Available records Start Marker
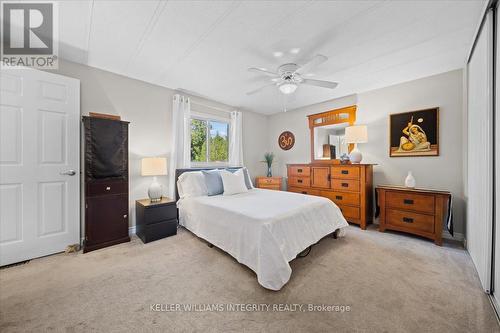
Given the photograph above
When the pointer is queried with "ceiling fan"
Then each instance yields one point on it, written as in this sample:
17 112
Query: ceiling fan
289 76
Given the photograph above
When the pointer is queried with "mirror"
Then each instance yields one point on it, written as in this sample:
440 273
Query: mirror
328 133
329 143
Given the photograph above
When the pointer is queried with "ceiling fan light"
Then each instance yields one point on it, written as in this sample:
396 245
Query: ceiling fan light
288 88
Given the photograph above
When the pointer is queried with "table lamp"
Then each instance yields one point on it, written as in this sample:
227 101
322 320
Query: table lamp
356 134
154 166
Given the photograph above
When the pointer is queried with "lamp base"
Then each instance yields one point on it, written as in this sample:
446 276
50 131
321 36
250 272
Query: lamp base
154 191
355 156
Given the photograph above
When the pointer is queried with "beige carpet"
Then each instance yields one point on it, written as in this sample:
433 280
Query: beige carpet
392 283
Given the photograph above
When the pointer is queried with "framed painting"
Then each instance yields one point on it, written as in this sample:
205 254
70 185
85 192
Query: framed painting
414 133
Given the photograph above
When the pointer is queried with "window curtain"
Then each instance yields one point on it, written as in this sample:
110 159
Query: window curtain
235 139
181 138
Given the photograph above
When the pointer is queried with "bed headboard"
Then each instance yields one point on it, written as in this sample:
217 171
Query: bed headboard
179 172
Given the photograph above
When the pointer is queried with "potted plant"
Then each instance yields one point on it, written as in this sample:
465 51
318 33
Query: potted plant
268 159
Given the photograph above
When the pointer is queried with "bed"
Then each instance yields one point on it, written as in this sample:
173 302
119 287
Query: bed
262 229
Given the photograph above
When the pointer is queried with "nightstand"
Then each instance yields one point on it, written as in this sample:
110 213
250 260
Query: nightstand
155 220
269 183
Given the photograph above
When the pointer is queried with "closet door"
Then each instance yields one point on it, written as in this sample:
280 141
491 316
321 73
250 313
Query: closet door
496 265
480 153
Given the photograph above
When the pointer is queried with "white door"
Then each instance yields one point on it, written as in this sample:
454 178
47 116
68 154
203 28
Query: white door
480 153
39 164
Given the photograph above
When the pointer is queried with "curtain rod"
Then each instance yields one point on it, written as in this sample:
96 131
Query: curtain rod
209 106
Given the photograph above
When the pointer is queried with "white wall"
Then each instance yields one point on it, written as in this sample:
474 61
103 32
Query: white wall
443 172
149 109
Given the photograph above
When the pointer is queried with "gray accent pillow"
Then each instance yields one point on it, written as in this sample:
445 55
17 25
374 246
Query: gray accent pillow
213 181
248 182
Available records End Marker
Required action: What is needed is an exact copy of every entry, with the pictures removed.

Exercise solution:
Given the photograph above
When the pointer is queried with "ceiling fan"
Then each instance yields one point on it, written as in this sample:
17 112
Query: ceiling fan
289 76
Given the photograph above
When the pointer is queried with "mirror"
Then each instance yields one point on it, written as in this sample:
440 273
Query: mirror
328 133
329 143
Given the photograph above
When the pointer is queried with "ceiling fan light"
Then each instance yields one point on it, written as in this sample:
396 245
Query: ceiling fan light
288 88
Given the photograph above
When the pointer is queried with "table lamp"
Then each instance yields one point on it, written as in this sample:
227 101
322 320
Query: table lamp
356 134
154 166
Given the photograph above
When the pointer is queried with "lamp base"
Then each instance yields one point on it, written as in this sample:
446 276
50 131
321 36
250 272
Query: lamp base
154 191
355 156
Given the photograph above
When the pointer is queried with "beige carpet"
Then each instance yields one point on it, written as in this sample:
433 280
Query: beige carpet
392 283
Given the photograph above
When the pointer is queried with "framed painting"
Then each instance yields one point on it, written as in this sample:
205 254
70 185
85 192
Query: framed painting
414 133
Given the photograph above
When the pointer is queried with "window curtain"
Then each instance yields one point on it, written as in this sample:
110 159
Query: window curtain
235 139
181 138
Given the photograph above
When the pointer is queried with "bed headboard"
Then each instance yields one point on it, written as in this sample:
217 171
Query: bed headboard
179 172
Given the photograph above
When the pointer is queried with "potted plant"
Then each instance yields one point on it, written as in this sample:
465 51
318 33
Query: potted plant
268 159
Given the photograph above
When the pointer is queried with "bed"
Then each instance yields one point on it, written as in this sample:
173 302
119 287
Query: bed
262 229
Given the photograph above
When the pointer is queried with "nightstand"
Then each instance yields one point on it, written as in this sample:
110 213
250 260
Query: nightstand
155 220
269 183
Given the photograph above
When the pointer is queried with "closet door"
Then each instance yields one point on it, written as in this sample:
280 141
491 316
321 73
250 313
Query: closet door
496 265
480 153
Given the photograph above
When the pointer is queried with "white door"
Then each instance yields one point on it, written as in this sample:
454 178
47 116
68 154
203 28
Query: white door
480 153
39 164
Given the photograph above
When the pointer is queried with "curtain rod"
Then each instance yields one point on it, written as in this sample:
96 131
Query: curtain rod
209 106
Given the photograph above
When the pointer is queried with "white wall"
Then each instance yields one point on it, written as in this sample:
474 61
103 32
Query: white wall
443 172
149 109
Given the photograph above
When the pointer is queried with "gray accent pillow"
Then each instance yields one point on it, written as in this sample:
445 55
17 25
374 246
Query: gray accent pillow
213 181
248 182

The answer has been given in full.